** START OF EXCERPT **

With its glorious string of hidden coves and Blue Flag beaches, Costa Brava is a summer holiday destination par excellence, but visiting off season can be just as rewarding. In fact, some would go as far as saying that this rugged stretch of Catalan coast is at its best during winter, when the crowds have vanished, leaving the streets to locals and the sands delightfully deserted.

Interestingly enough, winter adds another layer of drama to the already spectacular scenery, and walking by the sea during this time of year is pure romance. Nevertheless, you will still have plenty of blue sky days to enjoy the Mediterranean sunshine and soak up some vit. D while exploring the area.

Cozy Up in a Charming Catalan Masia

Country retreat in Costa Brava

Forget packaged resorts, winter in Costa Brava is all about immersing yourself in the local culture, history, and staggering natural beauty. And, there’s no better way to do so than by staying in an authentic Catalan masia, complete with all the trimmings of a luxury hotel.

At Mas Torroella, a stylish country retreat tucked discretely in the foothills of the Gavarres mountains, you are in for a special treat. The property dates back to the 14th century, but has been tastefully renovated to provide contemporary comfort in a traditional Catalan style. Its 8 individually designed bedrooms accommodate up to 20 guests in elegant, rustic surroundings, while the numerous living areas throughout, with their original stone features and graceful mix of furnishings, look like the perfect place to cozy up by the fireplace after a long day of hiking or sightseeing around glorious Baix Empordà.

** END OF EXCERPT **

## JOB A
In the records, replace "evergreen tree" with "pine tree" in the lines that begin at the one containing "of the evergreen" and stop after the one containing "M 141 38 L 146". Keep everything else the same and return only those lines.

** START OF GIVEN INFORMATION **

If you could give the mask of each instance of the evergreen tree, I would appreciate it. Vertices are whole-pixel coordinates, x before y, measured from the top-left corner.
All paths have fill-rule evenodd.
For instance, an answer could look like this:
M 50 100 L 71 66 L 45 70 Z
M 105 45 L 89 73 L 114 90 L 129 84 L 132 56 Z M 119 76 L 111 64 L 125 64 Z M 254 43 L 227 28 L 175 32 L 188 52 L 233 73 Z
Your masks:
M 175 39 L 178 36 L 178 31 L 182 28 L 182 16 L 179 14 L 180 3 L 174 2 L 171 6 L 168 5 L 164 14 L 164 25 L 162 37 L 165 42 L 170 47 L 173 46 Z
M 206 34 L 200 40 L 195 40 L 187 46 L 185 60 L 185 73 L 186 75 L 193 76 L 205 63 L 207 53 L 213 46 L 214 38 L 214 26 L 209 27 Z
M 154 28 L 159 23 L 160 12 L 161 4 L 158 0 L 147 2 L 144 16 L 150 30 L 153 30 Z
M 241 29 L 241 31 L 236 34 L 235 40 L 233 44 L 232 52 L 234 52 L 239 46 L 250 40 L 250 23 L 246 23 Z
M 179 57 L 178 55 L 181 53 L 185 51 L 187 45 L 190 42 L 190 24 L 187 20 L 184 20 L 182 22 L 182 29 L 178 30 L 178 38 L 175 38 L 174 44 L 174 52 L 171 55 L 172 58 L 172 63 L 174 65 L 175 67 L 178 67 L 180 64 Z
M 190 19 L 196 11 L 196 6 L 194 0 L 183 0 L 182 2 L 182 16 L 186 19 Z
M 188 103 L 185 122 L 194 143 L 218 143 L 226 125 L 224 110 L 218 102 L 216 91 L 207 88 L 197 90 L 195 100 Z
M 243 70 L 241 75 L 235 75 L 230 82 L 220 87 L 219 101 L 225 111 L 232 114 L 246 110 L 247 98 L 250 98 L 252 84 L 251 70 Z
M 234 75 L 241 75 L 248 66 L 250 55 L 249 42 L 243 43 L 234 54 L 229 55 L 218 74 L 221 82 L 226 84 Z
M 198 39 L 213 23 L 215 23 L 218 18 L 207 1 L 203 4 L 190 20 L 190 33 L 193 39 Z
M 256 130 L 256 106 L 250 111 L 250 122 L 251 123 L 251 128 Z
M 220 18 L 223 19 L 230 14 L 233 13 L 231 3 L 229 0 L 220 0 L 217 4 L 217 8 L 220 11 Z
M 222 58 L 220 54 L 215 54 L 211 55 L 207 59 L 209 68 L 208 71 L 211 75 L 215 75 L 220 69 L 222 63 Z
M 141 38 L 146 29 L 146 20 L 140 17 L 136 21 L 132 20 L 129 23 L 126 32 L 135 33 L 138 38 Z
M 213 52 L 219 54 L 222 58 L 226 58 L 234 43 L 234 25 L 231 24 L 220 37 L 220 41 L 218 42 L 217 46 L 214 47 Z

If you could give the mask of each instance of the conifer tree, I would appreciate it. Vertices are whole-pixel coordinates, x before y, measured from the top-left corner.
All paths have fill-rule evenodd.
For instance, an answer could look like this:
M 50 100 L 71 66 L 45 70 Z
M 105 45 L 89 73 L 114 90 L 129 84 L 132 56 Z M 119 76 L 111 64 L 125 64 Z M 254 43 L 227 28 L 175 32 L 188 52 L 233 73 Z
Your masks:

** END OF GIVEN INFORMATION **
** START OF GIVEN INFORMATION **

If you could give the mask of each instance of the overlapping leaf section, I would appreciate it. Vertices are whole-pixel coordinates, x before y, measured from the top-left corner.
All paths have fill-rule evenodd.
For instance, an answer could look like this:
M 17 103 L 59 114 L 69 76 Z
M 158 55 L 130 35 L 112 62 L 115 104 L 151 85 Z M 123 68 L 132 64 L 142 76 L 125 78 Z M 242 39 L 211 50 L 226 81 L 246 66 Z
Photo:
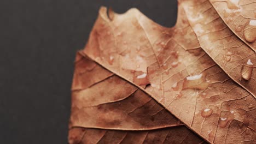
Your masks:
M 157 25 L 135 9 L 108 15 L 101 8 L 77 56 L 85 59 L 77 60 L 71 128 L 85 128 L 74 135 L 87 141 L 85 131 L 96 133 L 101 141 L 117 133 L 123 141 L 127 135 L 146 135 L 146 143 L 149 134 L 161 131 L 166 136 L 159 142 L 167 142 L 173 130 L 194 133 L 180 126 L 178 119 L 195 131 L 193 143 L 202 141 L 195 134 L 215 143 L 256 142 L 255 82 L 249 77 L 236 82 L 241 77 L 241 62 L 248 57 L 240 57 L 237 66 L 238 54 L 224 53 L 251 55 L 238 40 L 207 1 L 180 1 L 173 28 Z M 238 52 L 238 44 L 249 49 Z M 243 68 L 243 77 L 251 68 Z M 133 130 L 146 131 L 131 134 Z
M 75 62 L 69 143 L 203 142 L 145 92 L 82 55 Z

** END OF GIVEN INFORMATION **

## JOB B
From the Costa Brava article, copy the passage that begins at the words "Country retreat in" and stops after the words "a luxury hotel.".

## EXERCISE OUTPUT A
If you could give the mask of each instance of the pine tree, I would appreciate it. Vertices are whole-pixel coordinates, x before y, measured from the top-left corner.
All paths have fill-rule evenodd.
For instance, an answer could look like this:
M 50 100 L 71 66 L 45 70 Z
M 105 45 L 89 73 L 114 90 L 129 84 L 132 56 Z M 119 76 L 111 64 L 125 64 Z M 254 43 L 227 28 L 175 32 L 188 52 L 233 73 Z
Your masks:
M 175 39 L 178 36 L 178 31 L 182 28 L 182 16 L 179 14 L 180 3 L 174 2 L 171 6 L 168 5 L 164 14 L 164 25 L 162 37 L 165 42 L 170 47 L 173 46 Z
M 206 34 L 200 40 L 195 40 L 187 46 L 185 60 L 185 73 L 186 75 L 193 76 L 205 63 L 207 53 L 213 46 L 214 38 L 214 26 L 209 27 Z
M 154 28 L 159 23 L 160 12 L 161 4 L 158 0 L 147 2 L 144 16 L 150 30 L 153 30 Z
M 241 29 L 241 31 L 236 34 L 235 40 L 233 44 L 232 52 L 234 52 L 239 46 L 250 40 L 250 23 L 246 23 Z
M 179 57 L 178 55 L 181 53 L 185 51 L 187 45 L 190 42 L 190 24 L 187 20 L 184 20 L 182 22 L 182 29 L 178 30 L 178 38 L 175 38 L 174 44 L 174 52 L 171 55 L 172 58 L 172 63 L 174 65 L 175 67 L 178 67 L 180 64 Z
M 190 19 L 196 11 L 196 6 L 194 0 L 183 0 L 182 2 L 182 16 L 186 19 Z
M 188 103 L 185 122 L 194 143 L 218 143 L 226 125 L 224 110 L 218 102 L 216 91 L 207 88 L 197 90 L 195 100 Z
M 243 70 L 241 75 L 235 75 L 230 82 L 220 87 L 219 101 L 225 111 L 232 114 L 246 110 L 247 98 L 250 98 L 252 84 L 251 70 Z
M 234 75 L 241 75 L 248 66 L 250 55 L 249 42 L 243 43 L 234 54 L 229 55 L 218 74 L 221 82 L 226 84 Z
M 198 39 L 213 23 L 215 23 L 218 18 L 207 1 L 203 4 L 190 20 L 190 33 L 193 39 Z
M 256 130 L 256 106 L 250 111 L 250 122 L 251 123 L 251 128 Z
M 220 18 L 223 19 L 230 14 L 233 13 L 231 3 L 229 0 L 220 0 L 217 4 L 217 8 L 220 11 Z
M 222 58 L 220 54 L 215 54 L 211 55 L 207 59 L 209 68 L 208 71 L 211 75 L 215 75 L 220 69 L 222 63 Z
M 141 38 L 146 29 L 146 20 L 140 17 L 136 21 L 132 20 L 129 23 L 126 32 L 135 33 L 138 38 Z

## EXERCISE OUTPUT B
Country retreat in Costa Brava

Forget packaged resorts, winter in Costa Brava is all about immersing yourself in the local culture, history, and staggering natural beauty. And, there’s no better way to do so than by staying in an authentic Catalan masia, complete with all the trimmings of a luxury hotel.